**Tasks and exercises:**
**1)** Rewrite the part of the passage on fidelity between "At times all" and "to other people.", inclusive, replacing "fidelity" with "faithfulness".
**2)** Answer these questions from the passage on fidelity:
(a) Between how many persons does the passage say fidelity can arise?
(b) Which letter and verse are cited for Saint Paul's words?
(c) What does God offer us freely before we can even ask for it?

**Document:**
At times all this can seem almost like an unattainable dream, something beyond our strength. And in a sense it is, since each of us, if we rely only on ourselves, is weak, with feet of clay; moreover, fidelity can only arise between two persons. But it is precisely the experience of our own weakness that prevents us from relying solely on our own good wishes or talents. Saint Paul’s words can help us here: I can do all things in him who strengthens me (Phil 4:13). God, who offers us his love freely before we can even ask for it, and who never stops loving us no matter what, gives Himself to us as the source of our fidelity to Him and to other people.

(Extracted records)
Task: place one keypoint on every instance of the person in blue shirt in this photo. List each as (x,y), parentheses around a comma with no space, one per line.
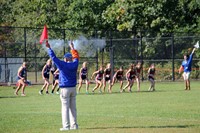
(186,66)
(83,76)
(67,83)
(21,76)
(45,75)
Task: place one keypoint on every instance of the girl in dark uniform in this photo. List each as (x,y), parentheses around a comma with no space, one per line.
(83,76)
(45,75)
(107,78)
(99,78)
(119,75)
(56,82)
(138,70)
(151,73)
(21,79)
(130,77)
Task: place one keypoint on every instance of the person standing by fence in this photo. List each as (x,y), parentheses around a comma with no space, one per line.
(21,79)
(67,83)
(151,73)
(45,75)
(83,76)
(186,66)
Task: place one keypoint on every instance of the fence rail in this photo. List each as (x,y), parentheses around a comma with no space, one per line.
(18,44)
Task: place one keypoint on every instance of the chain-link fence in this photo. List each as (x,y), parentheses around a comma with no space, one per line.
(18,44)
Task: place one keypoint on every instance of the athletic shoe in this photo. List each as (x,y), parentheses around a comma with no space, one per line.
(23,95)
(16,93)
(64,129)
(75,127)
(40,92)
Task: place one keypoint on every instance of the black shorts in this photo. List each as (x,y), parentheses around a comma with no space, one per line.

**Outputs:**
**1)**
At times all this can seem almost like an unattainable dream, something beyond our strength. And in a sense it is, since each of us, if we rely only on ourselves, is weak, with feet of clay; moreover, faithfulness can only arise between two persons. But it is precisely the experience of our own weakness that prevents us from relying solely on our own good wishes or talents. Saint Paul’s words can help us here: I can do all things in him who strengthens me (Phil 4:13). God, who offers us his love freely before we can even ask for it, and who never stops loving us no matter what, gives Himself to us as the source of our faithfulness to Him and to other people.

**2)**
(a) Two.
(b) Phil 4:13.
(c) His love.